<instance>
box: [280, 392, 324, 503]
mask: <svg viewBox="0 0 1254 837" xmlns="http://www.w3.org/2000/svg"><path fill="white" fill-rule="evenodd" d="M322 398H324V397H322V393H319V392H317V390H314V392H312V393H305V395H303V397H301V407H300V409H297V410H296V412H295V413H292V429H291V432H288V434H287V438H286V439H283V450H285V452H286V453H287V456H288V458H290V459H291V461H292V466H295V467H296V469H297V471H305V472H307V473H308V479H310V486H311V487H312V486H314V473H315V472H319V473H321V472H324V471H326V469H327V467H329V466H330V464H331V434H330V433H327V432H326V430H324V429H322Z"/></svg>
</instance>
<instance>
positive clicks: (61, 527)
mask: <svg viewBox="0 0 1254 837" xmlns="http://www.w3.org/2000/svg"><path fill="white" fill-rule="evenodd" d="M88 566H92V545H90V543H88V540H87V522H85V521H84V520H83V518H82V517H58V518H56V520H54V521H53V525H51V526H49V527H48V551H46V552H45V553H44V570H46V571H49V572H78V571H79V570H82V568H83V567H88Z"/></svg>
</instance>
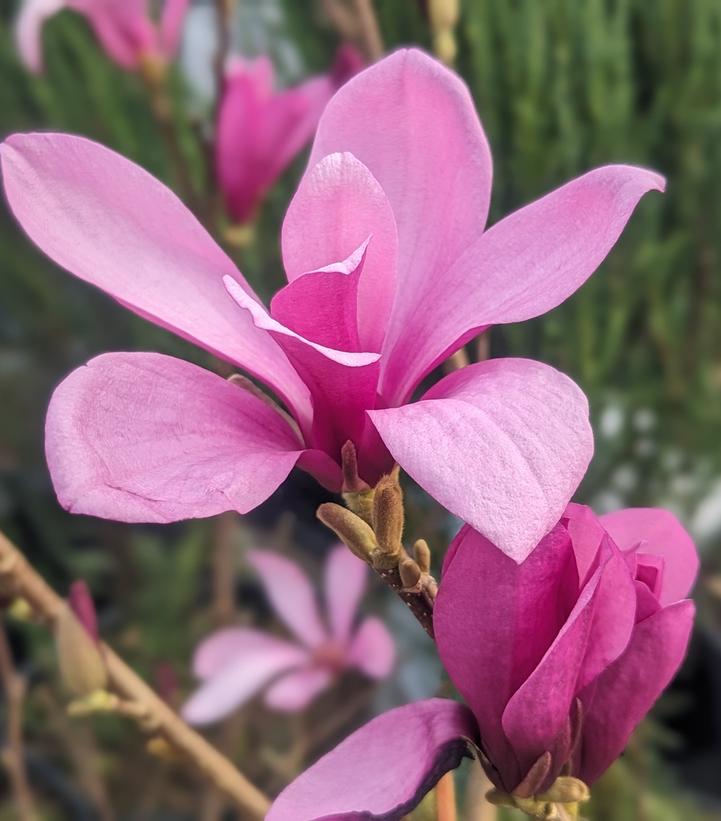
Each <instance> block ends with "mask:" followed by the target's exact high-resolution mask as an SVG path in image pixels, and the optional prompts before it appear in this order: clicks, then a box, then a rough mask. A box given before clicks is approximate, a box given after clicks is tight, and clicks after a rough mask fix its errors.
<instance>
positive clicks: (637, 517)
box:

----

Job.
Print the listing exactly, images excluded.

Result.
<instance>
box: [280, 392, 324, 503]
mask: <svg viewBox="0 0 1254 837" xmlns="http://www.w3.org/2000/svg"><path fill="white" fill-rule="evenodd" d="M322 398H324V397H322V393H319V392H317V390H314V392H312V393H305V395H303V397H301V407H300V409H297V410H296V412H295V413H292V429H291V432H288V434H287V438H286V439H283V450H285V452H286V453H287V456H288V458H290V459H291V461H292V466H295V467H296V469H297V471H305V472H307V473H308V479H310V486H311V487H312V486H314V473H315V472H319V473H321V472H324V471H326V469H327V467H329V466H330V464H331V434H330V433H327V432H326V430H324V429H322Z"/></svg>
</instance>
<instance>
positive clicks: (61, 527)
mask: <svg viewBox="0 0 1254 837" xmlns="http://www.w3.org/2000/svg"><path fill="white" fill-rule="evenodd" d="M88 566H92V545H90V543H88V540H87V522H85V521H84V520H83V518H82V517H58V518H56V520H54V521H53V525H51V526H49V527H48V551H46V552H45V553H44V570H46V571H49V572H78V571H79V570H82V568H83V567H88Z"/></svg>
</instance>
Each <instance> block ends with "mask:" followed by the target's exact high-resolution mask as an SVG path in image pixels, and the optional prompts before it appear in this order: clicks, then a box, then a rough mask. A box given before clicks is approximate, a box given after clicks is tight, and clicks after a rough mask fix its errors.
<instance>
positive clicks: (637, 517)
box:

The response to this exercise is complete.